[Text for analysis]:
- - -

Raymond Antrobus becomes first poet to win Rathbones Folio prize

This article is more than 4 years old

The Perseverance, using the writer’s experience of deafness to explore human communication, was praised by judges as ‘exceptionally brave and kind’

Raymond Antrobus has become the first poet to win the £30,000 Rathbones Folio prize, taking the award for his “exceptionally brave and kind” exploration of the deaf experience, The Perseverance.

The Jamaican-British spoken-word poet, who was diagnosed as deaf at the age of six, was up against seven other books. The prize is intended to reward “the best work of literature of the year, regardless of form”, and this year’s shortlist included Diana Evans’s Women’s prize-shortlisted novel Ordinary People, and Ashleigh Young’s collection of essays Can You Tolerate This?. But in the end, judges said the Antrobus’s poems, which move from his childhood diagnosis to his late father’s alcoholism, edged ahead of close contender Mary Anne Sate, Imbecile, a verse narrative by Alice Jolly.

Chair Kate Clanchy said: “We chose eight books we loved, in different genres, and deciding between them was painful. In the end it came down to two books and a tense vote.”

Clanchy described Jolly’s book as “a feat of voice: the story of a 19th-century servant told in short lines which jag down the page like stitches or epitaphs – a startling, original work of remembrance”.

- - -

[Source material]:
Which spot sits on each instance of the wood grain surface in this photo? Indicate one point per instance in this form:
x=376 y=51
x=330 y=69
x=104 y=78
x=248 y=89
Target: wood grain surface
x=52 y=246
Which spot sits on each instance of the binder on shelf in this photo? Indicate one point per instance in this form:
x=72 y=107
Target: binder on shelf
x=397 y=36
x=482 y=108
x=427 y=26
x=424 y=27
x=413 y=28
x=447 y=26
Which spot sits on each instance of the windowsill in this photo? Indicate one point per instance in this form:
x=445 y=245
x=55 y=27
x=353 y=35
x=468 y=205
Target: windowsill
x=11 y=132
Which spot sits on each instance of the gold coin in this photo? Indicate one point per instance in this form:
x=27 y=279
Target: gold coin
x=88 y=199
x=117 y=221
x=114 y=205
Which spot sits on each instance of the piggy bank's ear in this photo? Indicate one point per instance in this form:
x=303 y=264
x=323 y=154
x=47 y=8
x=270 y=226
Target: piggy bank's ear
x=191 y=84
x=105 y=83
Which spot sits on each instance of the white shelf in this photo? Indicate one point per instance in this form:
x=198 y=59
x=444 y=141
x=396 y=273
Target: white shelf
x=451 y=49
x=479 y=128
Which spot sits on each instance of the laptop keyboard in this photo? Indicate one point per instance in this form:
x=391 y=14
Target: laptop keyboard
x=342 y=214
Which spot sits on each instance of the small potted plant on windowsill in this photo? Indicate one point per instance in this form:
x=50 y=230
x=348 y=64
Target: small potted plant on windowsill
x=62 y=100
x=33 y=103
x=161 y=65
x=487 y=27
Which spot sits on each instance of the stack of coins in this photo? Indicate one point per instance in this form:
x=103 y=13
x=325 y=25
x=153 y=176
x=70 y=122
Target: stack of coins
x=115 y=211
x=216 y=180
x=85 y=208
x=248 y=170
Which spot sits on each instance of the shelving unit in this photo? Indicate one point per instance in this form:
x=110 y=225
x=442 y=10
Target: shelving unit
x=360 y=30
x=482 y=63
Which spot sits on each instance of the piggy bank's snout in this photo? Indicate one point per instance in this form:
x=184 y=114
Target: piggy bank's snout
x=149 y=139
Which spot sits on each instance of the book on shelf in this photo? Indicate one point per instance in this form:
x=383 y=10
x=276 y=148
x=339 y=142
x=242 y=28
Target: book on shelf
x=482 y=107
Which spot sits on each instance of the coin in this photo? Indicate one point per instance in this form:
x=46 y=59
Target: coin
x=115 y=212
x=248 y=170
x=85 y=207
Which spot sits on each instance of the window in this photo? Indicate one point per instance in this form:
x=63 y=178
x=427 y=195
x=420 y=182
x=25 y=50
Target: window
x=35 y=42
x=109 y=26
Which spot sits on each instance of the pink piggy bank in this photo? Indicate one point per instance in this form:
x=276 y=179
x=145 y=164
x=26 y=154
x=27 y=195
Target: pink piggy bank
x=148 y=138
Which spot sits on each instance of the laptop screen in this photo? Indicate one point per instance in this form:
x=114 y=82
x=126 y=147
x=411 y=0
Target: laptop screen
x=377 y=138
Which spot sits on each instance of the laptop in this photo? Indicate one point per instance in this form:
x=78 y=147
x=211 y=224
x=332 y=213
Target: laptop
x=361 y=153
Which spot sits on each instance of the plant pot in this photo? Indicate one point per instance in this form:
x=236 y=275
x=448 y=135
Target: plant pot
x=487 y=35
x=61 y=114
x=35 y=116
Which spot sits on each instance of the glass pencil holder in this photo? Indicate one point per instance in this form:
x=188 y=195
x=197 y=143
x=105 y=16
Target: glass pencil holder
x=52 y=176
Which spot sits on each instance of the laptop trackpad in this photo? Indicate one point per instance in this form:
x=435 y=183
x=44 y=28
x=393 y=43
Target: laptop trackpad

- - -

[Work instruction 1]:
Answer these questions using the article on the Rathbones Folio prize. Put each answer on its own line, marked the same way.
(a) How much money does the Rathbones Folio prize award?
(b) At what age was Raymond Antrobus diagnosed as deaf?
(c) Who chaired the judges?
[Work instruction 2]: List every book title named in the article on the Rathbones Folio prize.
[Work instruction 3]: Pick up the article on the Rathbones Folio prize where it stops and continue it.

[Answer space 1]:
(a) £30,000
(b) Six
(c) Kate Clanchy

[Answer space 2]:
The Perseverance
Ordinary People
Can You Tolerate This?
Mary Anne Sate, Imbecile

[Answer space 3]:
But Antrobus’s The Perseverance came out on top. “It seemed, in our atomised times, to be the book we most wanted to give to others, the book we all needed to read,” said Clanchy. She described the collection as an “immensely moving book of poetry which uses his D/deaf experience, bereavement and Jamaican-British heritage to consider the ways we all communicate with each other”.

Born in Hackney in London, Antrobus was initially considered to be dyslexic with severe learning difficulties until his deafness was eventually diagnosed, an experience he writes about in his poem Echo: “And no one knew what I was missing / until a doctor gave me a handful of Lego / and said to put a brick on the table / every time I heard a sound. After the test I still held enough bricks / in my hand to build a house / and call it my sanctuary.”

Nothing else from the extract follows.